Is it possible to make removeable hard drives hot swap?

  • Thread starter Thread starter Not so quick
  • Start date Start date
Not so quick said:
Some racks claim that theirs are hot swappable, though...
for IDE hard disks.

Like I said, depends on what you consider hotswap.
When you mention removable racks you obviously mean something
else than removal/insertion without switching the system off.
Half or more of those racks allow (more or less save) removal/insertion
(hotplug?) when system is still powered by using a seperate power switch.

There are racks from Promise that provide hotswap.
They probably will make hotswap save (not affect the bus going
dead or unreliable) by using some circuitry that seperates drives
from the IDE bus. They probably come with extra software or
extension drivers that makeup for the lack of hotswap support
in the drive firmware and the OS.
 
Comparing the amount of time it would take to
copy the files rather than use them on the original
disk. I see what you mean though, and I did not
know that 1G was faster than the hard drives
ability to write the files. Is that true of the faster
SATA drives also?

Most SATA drives are not faster than their PATA equivalents. The WD
Raptor, which is available only as an SATA drive, which is the only
10,000 RPM ATA drive on the market, and which is the fastest
available ATA drive, has a maximum transfer rate of 816 Mb/sec--that's
for single-track transfers on the outermost track and does not consider
seek times. The SATA interface can handle more, it can go as high as
1.2 gigabits/sec, but no drive on the market can come close to achieving
that transfer rate for more than the fraction of a second it takes to
empty the buffer. Even if it did, the standard PCI bus would still be
the bottleneck--it can transfer at most 1.2 billion bits/sec--in the
real world it can generally move about 400 million bits/sec from one
device to another--it uses 400 Mb/sec of its 1.2 billion to read,
another 400 to write, and the remaining 400 for overhead.

= Data supplied =
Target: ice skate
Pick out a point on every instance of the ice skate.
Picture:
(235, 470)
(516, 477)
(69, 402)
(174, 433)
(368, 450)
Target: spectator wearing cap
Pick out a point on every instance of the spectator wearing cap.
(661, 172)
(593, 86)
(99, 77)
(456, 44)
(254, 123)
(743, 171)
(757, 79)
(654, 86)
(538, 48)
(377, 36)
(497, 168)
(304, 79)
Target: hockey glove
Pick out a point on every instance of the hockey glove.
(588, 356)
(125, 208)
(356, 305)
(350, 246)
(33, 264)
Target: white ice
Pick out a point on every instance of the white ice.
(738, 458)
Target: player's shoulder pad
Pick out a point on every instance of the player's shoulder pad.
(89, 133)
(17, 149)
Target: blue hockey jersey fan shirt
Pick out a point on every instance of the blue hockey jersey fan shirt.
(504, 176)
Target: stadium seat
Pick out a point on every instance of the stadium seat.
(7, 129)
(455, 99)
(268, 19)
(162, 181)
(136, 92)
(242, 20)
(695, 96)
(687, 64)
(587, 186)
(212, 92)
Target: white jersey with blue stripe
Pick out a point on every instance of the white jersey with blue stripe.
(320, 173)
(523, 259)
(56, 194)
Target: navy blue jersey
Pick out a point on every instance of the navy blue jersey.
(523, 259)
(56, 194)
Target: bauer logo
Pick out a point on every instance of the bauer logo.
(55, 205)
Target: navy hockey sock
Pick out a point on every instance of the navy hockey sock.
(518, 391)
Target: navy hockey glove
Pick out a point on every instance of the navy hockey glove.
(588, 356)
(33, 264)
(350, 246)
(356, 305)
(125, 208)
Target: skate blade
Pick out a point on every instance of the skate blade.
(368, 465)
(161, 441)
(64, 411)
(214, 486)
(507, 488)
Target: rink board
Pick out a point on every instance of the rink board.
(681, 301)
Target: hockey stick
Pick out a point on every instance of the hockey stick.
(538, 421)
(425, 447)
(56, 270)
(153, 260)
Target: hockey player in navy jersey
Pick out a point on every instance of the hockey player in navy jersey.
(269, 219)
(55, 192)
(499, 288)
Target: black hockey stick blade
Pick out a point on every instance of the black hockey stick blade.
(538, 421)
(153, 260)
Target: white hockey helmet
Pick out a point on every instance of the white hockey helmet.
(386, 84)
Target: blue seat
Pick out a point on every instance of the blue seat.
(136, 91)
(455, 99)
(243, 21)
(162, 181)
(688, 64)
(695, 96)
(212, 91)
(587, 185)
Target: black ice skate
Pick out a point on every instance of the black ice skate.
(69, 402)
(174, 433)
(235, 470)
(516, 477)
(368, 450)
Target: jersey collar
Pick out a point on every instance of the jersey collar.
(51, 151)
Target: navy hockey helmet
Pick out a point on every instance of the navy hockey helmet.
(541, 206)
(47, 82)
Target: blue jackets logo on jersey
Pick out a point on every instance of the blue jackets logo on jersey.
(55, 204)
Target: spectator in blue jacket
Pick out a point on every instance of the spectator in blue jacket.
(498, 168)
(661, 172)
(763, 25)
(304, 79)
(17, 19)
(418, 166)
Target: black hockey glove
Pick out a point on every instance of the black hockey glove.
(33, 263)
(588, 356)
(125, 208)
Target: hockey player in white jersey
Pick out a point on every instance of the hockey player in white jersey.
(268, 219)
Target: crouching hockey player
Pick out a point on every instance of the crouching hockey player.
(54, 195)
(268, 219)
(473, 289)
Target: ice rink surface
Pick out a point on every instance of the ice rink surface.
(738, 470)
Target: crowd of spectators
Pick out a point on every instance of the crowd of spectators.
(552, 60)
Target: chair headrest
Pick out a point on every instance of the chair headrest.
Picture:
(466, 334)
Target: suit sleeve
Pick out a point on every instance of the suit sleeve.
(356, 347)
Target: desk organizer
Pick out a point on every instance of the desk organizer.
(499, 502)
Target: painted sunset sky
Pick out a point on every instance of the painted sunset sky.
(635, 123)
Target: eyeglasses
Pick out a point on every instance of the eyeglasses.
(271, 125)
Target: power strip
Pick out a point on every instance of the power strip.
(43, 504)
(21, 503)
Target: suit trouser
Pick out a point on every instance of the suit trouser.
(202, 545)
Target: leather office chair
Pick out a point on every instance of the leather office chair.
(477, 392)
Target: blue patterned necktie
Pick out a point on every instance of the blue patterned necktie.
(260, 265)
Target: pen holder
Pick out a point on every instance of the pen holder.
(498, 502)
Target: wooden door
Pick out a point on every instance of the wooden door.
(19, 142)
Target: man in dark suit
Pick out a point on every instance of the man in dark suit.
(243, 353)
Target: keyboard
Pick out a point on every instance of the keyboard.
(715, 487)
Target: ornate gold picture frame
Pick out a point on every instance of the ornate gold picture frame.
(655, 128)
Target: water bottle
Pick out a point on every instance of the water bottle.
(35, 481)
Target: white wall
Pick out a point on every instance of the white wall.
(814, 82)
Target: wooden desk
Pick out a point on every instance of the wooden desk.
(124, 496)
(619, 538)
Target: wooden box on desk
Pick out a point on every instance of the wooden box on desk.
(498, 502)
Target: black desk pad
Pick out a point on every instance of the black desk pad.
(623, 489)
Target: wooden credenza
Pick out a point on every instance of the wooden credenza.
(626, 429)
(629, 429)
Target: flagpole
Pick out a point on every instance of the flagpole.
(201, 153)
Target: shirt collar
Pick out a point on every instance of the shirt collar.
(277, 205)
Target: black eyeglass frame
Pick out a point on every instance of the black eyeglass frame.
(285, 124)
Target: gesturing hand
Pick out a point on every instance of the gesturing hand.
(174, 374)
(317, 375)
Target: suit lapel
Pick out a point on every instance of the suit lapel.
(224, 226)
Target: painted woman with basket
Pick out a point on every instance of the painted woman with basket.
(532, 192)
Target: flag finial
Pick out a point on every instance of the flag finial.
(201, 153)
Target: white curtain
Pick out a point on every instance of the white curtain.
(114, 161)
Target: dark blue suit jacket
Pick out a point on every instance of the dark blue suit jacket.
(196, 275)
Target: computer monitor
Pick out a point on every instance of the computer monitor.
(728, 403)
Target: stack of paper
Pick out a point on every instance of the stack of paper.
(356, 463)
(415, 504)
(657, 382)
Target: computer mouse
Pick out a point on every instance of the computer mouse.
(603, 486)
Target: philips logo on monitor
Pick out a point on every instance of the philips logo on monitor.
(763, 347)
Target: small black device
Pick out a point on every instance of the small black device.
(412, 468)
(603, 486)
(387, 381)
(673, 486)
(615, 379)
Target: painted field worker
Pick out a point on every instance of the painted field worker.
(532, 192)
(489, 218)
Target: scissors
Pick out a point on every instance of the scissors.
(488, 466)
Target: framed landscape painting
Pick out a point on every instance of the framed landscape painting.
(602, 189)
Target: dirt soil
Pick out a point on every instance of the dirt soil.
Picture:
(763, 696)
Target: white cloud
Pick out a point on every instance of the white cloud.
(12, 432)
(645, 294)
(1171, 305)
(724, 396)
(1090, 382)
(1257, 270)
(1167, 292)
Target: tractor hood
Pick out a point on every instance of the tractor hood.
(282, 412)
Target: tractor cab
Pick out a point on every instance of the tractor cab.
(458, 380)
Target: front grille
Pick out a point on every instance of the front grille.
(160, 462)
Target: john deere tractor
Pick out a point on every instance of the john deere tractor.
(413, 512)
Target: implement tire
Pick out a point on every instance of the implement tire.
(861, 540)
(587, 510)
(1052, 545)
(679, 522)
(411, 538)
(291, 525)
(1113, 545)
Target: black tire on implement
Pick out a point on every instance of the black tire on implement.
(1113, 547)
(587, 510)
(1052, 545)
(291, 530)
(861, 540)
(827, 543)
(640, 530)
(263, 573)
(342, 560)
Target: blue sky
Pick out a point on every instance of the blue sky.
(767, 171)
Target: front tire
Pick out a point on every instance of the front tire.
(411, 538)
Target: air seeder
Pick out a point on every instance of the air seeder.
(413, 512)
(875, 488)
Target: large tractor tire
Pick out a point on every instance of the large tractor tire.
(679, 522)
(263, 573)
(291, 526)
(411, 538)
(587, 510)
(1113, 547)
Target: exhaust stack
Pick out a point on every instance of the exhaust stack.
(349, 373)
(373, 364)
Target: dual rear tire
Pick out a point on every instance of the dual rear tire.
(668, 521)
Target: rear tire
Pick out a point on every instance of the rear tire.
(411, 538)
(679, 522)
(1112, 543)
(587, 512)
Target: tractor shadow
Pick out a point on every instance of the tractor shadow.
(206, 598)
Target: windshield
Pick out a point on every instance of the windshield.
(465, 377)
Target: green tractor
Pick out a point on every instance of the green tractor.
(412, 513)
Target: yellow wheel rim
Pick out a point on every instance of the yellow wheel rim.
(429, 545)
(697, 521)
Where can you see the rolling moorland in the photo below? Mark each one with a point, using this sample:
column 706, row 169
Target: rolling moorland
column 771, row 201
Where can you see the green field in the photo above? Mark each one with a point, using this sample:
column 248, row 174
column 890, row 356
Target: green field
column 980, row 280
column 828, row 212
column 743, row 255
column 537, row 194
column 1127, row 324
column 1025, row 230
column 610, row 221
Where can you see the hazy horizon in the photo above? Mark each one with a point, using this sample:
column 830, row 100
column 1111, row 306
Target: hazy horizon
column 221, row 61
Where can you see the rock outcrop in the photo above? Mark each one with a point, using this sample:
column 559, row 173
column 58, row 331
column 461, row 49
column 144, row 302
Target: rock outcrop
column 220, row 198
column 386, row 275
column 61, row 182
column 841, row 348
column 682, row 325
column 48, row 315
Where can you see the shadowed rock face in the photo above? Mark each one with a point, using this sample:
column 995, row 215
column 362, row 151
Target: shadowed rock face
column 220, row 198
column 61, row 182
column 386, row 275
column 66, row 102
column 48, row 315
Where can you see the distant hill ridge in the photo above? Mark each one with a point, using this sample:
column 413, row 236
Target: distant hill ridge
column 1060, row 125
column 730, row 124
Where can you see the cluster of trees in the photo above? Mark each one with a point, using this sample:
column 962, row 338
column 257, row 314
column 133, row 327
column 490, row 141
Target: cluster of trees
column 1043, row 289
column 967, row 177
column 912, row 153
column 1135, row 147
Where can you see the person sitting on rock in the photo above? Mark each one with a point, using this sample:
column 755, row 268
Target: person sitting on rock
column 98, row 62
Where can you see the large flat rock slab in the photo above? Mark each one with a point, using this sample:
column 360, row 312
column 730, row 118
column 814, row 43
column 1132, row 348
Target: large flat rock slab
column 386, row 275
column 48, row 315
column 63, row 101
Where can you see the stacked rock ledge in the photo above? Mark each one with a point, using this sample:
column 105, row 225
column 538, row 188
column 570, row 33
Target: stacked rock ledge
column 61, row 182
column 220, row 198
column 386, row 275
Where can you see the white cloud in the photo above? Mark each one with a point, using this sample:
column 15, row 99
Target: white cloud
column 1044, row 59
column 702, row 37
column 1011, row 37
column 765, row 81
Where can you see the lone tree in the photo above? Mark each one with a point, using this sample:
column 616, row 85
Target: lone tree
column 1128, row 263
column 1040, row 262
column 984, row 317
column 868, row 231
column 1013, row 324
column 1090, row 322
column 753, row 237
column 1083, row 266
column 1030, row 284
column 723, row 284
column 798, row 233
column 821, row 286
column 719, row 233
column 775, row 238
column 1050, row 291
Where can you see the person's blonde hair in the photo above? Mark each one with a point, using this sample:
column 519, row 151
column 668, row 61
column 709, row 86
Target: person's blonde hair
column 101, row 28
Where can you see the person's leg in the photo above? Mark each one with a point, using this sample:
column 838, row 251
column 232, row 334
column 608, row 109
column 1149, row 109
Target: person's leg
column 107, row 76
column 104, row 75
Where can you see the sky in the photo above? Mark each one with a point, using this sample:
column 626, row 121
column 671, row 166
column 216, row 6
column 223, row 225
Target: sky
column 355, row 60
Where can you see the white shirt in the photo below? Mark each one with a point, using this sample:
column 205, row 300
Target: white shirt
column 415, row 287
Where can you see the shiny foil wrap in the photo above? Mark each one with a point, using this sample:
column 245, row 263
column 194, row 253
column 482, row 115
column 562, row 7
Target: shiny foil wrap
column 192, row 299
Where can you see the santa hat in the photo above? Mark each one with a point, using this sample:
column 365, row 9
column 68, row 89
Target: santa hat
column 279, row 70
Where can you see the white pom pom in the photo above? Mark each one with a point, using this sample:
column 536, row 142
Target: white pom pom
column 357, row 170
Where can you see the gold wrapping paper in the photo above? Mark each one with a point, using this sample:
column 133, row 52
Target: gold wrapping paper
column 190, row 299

= Problems and tasks =
**1.** Please rewrite the hot-swap drive discussion from "Half or more" up to and including "that provide hotswap.", replacing "racks" with "enclosures".
**2.** Write the next part of the hot-swap drive discussion, picking up after its final sentence.

= Answers to the exercises =
**1.**
Half or more of those enclosures allow (more or less save) removal/insertion
(hotplug?) when system is still powered by using a seperate power switch.

There are enclosures from Promise that provide hotswap.

**2.**
 
Thanks : -). I'm not sure what a crossover switch is. I guess
I can put the IDEs in a firewire case.

It's a clumsy solution--if you want to physically swap SATA drives then
the best solution is a hot-swap cage in each machine--there are several
on the market--google "SATA hot-swap cage" and you'll find them.
 
Rod Speed said:
SATA.

You need more than just SATA connectors for SATA hotswap.
You basically need the drive mounting hardware and rails etc
as well. They're not currently very common at all.


The problem is finding the hardware that allows SATA hotswap currently.

It is a better approach if you can tho.
Wouldn't the adaptor from SATA to IDE make it
possible to use an IDE mobile thing?
 
J.Clarke said:
Why would gigabit NICs be "way to slow"? With gigabit the bottlenecks
are the disk interface and the PCI bus, not the NIC.



--

Comparing the amount of time it would take to
copy the files rather than use them on the original
disk. I see what you mean though, and I did not
know that 1G was faster than the hard drives
ability to write the files. Is that true of the faster
SATA drives also?
 
Rod Speed said:
Not a bad idea.


It would be noticeably slower but mechanically
much more convenient because you wouldnt
have to do anything mechanically.

Only you can really say how much the pause
between video capture sessions matters.

You could also do the hotswap using an external firewire
drive. That would be much more viable than with an IDE drive.
And mechanically more convenient than with an SATA drive,
you'd just plug the external drive between the two PCs.
And thats got rather more convenient OS level support too.

You could probably have a pair of external firewire drives
and a crossover switch which swaps the drives between
the PC for an instant switch of the drives between PCs
too. That would certainly be much faster than 1Gb lan.

Thanks : -). I'm not sure what a crossover switch is. I guess
I can put the IDEs in a firewire case.
 
Maybe I should explain my problem and
see if there is a better solution than hot
swapping. I capture video in about 10G
files. The are converted from avi to mpeg
on a different computer than they are
captured on. I guess 1Gig NICs would be
way to slow.
Thanks : -)

Given that the PCI-Bus only does a theoretical maximum of 135MB/s
(that is 1.08Gb/s), Gigabit NICs should be fine. You cannot
read/write your disks that fast anyway, unless you have
Ultra 160/320 SCSI in a RAID-0 configuration.

Arno
 
Not so quick said:
Wouldn't the adaptor from SATA to IDE make it
possible to use an IDE mobile thing?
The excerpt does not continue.